Task material
================================
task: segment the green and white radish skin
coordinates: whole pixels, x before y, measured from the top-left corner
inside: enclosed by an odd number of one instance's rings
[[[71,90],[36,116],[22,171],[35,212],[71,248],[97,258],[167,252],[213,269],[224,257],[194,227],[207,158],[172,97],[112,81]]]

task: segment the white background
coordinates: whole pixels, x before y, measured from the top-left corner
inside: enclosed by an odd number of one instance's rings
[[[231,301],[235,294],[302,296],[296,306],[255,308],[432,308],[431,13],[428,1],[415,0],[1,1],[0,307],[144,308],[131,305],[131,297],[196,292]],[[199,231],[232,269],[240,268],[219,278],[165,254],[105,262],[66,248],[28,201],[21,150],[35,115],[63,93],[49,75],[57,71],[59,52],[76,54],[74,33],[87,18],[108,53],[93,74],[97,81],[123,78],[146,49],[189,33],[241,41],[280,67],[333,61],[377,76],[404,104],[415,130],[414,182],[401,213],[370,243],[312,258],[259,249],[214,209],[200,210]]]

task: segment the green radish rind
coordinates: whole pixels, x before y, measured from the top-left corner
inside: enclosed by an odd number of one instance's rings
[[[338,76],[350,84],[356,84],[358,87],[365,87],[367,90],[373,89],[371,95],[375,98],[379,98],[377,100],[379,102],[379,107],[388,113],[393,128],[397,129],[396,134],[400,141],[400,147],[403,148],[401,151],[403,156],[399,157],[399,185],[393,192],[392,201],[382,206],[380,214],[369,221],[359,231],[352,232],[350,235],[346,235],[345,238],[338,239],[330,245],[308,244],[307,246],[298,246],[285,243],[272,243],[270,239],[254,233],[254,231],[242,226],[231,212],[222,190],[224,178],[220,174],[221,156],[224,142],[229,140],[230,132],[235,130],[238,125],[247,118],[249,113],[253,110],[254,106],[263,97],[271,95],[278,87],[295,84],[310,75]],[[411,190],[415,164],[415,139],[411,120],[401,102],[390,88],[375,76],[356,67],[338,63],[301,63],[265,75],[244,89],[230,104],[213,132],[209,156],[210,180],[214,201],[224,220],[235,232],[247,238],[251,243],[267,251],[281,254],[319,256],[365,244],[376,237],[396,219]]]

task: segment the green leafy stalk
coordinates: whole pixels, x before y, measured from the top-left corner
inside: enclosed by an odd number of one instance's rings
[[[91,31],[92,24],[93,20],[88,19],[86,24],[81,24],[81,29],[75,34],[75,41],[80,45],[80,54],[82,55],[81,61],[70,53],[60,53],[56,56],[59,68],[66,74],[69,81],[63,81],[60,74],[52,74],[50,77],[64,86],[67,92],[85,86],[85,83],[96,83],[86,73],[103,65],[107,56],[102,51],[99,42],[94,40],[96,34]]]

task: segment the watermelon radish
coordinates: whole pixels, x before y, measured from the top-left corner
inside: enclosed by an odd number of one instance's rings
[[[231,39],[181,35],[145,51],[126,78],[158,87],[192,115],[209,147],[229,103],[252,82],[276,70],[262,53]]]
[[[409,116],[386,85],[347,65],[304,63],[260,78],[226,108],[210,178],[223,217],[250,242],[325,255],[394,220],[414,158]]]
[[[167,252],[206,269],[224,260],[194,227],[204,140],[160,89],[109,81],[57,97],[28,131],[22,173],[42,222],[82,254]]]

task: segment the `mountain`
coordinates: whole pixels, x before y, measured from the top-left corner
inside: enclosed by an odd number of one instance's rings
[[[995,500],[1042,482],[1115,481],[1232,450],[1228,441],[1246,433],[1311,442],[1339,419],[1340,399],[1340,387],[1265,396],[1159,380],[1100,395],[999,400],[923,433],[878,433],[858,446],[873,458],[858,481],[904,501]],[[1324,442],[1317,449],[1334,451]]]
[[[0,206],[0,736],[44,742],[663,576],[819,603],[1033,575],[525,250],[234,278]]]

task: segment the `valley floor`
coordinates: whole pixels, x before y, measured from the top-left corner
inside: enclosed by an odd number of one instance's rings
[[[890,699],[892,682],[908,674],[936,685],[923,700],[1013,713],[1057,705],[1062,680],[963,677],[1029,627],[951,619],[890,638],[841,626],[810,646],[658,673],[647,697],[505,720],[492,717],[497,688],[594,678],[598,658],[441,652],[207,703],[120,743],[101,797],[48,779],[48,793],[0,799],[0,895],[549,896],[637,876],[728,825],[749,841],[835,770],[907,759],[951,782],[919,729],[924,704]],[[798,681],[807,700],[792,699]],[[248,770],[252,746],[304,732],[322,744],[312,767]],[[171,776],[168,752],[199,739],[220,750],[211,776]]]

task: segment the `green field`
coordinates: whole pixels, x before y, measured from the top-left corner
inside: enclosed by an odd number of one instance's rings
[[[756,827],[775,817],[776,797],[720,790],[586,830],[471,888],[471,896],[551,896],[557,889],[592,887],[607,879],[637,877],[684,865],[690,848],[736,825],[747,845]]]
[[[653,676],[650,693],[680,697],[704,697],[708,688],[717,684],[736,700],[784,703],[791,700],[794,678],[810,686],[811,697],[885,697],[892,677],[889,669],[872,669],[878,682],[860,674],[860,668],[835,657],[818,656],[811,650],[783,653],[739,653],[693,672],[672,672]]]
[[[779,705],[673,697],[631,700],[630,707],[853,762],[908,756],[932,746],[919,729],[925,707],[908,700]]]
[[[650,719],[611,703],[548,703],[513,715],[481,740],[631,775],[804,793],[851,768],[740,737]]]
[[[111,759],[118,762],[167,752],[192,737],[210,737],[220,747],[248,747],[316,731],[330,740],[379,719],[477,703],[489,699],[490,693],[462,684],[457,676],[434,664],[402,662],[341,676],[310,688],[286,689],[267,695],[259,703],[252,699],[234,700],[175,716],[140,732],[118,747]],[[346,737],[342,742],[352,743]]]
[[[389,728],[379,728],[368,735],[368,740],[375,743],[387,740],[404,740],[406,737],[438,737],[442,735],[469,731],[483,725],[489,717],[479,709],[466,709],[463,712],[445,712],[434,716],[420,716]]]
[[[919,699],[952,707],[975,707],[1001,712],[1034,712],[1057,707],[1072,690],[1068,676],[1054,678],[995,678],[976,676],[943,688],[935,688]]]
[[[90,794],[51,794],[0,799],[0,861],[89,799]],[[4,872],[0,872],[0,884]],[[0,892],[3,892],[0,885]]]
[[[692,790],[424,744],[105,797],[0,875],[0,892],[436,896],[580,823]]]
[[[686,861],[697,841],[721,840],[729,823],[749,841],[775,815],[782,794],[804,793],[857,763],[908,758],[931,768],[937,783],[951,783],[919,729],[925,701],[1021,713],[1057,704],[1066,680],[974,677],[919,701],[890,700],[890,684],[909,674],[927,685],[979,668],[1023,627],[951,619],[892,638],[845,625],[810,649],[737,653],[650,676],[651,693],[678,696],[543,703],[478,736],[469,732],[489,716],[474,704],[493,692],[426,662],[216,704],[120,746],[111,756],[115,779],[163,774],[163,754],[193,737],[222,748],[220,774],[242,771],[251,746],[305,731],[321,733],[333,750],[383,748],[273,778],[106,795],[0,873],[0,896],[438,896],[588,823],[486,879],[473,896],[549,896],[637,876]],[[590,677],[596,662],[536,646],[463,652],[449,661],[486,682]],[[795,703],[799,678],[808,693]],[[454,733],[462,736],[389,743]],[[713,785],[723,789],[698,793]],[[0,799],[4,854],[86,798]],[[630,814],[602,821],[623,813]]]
================================
Exercise task
Pull out every line of the data that contains the string "segment". Case counts.

Exercise answer
task: segment the green and white radish skin
task: segment the white background
task: segment the green radish rind
task: segment the green leafy stalk
task: segment the watermelon radish
task: segment the `mountain`
task: segment the `valley floor`
task: segment the `green field`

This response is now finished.